- _What this task involves_:
Revise the lines from the one containing "of the moss-covered" through the one containing "[[648, 388]]", inclusive, replacing "moss-covered ground" with "mossy forest floor" and leaving all other text unchanged.

>> begin Records for the task

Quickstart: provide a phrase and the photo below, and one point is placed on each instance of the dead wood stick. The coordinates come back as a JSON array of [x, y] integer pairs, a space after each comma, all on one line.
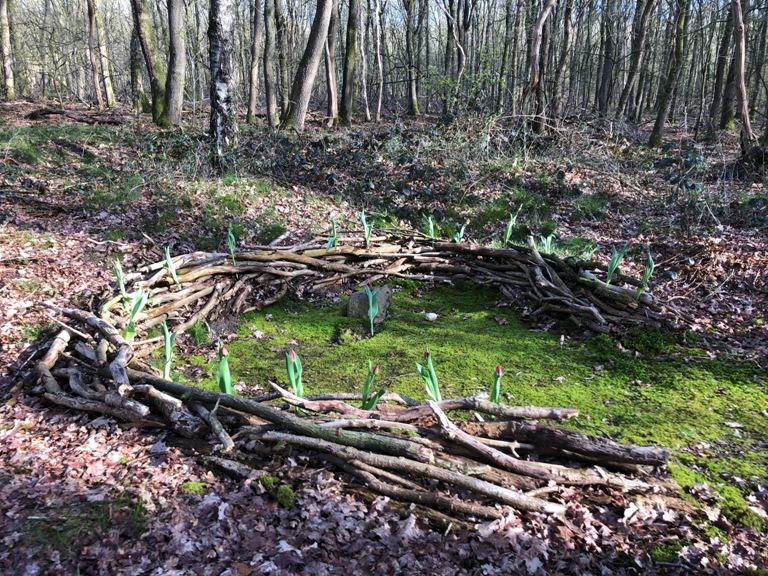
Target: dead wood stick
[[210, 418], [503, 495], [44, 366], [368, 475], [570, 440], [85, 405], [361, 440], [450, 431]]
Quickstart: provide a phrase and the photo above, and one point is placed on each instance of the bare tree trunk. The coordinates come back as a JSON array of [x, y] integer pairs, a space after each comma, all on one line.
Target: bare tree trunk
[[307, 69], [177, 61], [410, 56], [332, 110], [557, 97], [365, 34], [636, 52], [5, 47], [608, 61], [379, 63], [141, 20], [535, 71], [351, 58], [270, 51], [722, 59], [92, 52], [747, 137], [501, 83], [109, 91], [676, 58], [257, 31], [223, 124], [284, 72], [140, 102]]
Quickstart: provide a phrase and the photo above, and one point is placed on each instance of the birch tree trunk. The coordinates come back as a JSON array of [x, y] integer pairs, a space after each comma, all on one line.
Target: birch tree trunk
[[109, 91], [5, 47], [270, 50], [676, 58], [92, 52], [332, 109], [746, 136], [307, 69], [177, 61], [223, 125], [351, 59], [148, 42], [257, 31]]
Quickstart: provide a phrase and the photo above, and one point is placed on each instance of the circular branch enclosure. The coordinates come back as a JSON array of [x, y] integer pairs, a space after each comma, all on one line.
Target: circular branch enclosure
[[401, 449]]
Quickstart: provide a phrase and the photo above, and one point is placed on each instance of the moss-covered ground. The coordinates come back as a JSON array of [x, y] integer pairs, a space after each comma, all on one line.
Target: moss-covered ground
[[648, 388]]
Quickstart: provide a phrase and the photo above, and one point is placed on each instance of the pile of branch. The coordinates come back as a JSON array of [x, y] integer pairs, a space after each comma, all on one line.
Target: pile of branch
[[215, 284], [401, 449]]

>> end Records for the task

- _Output of the exercise_:
Quickstart: provide a phrase and the photo above, and one point is placed on each instance of the mossy forest floor. The coordinates come back as a JSON array of [x, y] integer pairs, a space after each comma, all on one line.
Target: mossy forest floor
[[648, 388]]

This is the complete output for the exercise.